Copy out every line of the material below word for word, leaving out the pictures.

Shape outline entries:
══════════════════════════════
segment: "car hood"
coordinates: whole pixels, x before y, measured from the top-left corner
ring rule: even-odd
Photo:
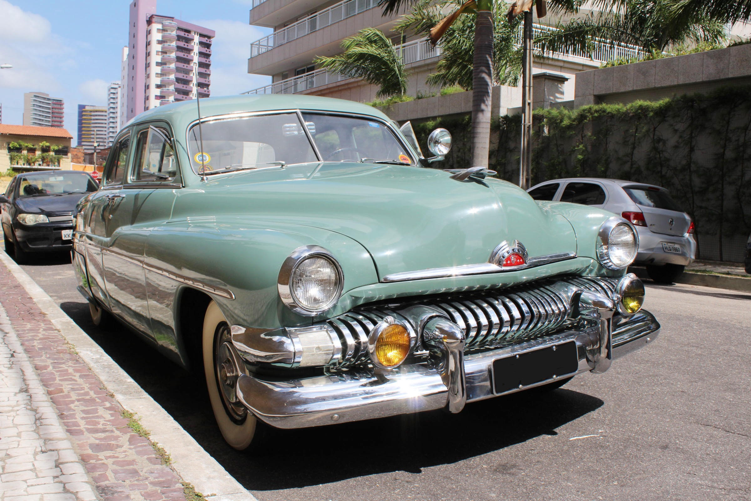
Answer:
[[[462,183],[450,175],[341,162],[246,171],[209,178],[200,201],[178,197],[173,218],[195,215],[201,207],[204,215],[252,215],[328,229],[362,244],[379,279],[484,263],[504,240],[519,240],[529,257],[576,252],[569,222],[519,187],[495,179],[487,186]],[[216,196],[206,197],[209,192]]]
[[[68,195],[44,195],[24,197],[16,200],[16,206],[22,212],[43,213],[45,214],[70,213],[75,210],[76,204],[86,193]]]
══════════════════════════════
Worked solution:
segment: "car hood"
coordinates: whole pixels, x before y, measured from the top-left corner
ring rule: even-odd
Photo:
Answer:
[[[462,183],[450,175],[341,162],[246,171],[209,178],[200,201],[178,197],[173,218],[195,215],[201,207],[204,215],[252,215],[328,229],[362,244],[379,279],[484,263],[504,240],[519,240],[529,257],[576,252],[569,222],[519,187],[495,179],[487,186]],[[216,196],[206,197],[209,192]]]
[[[68,195],[44,195],[24,197],[16,200],[16,206],[22,212],[43,213],[45,214],[70,213],[75,210],[76,204],[86,193]]]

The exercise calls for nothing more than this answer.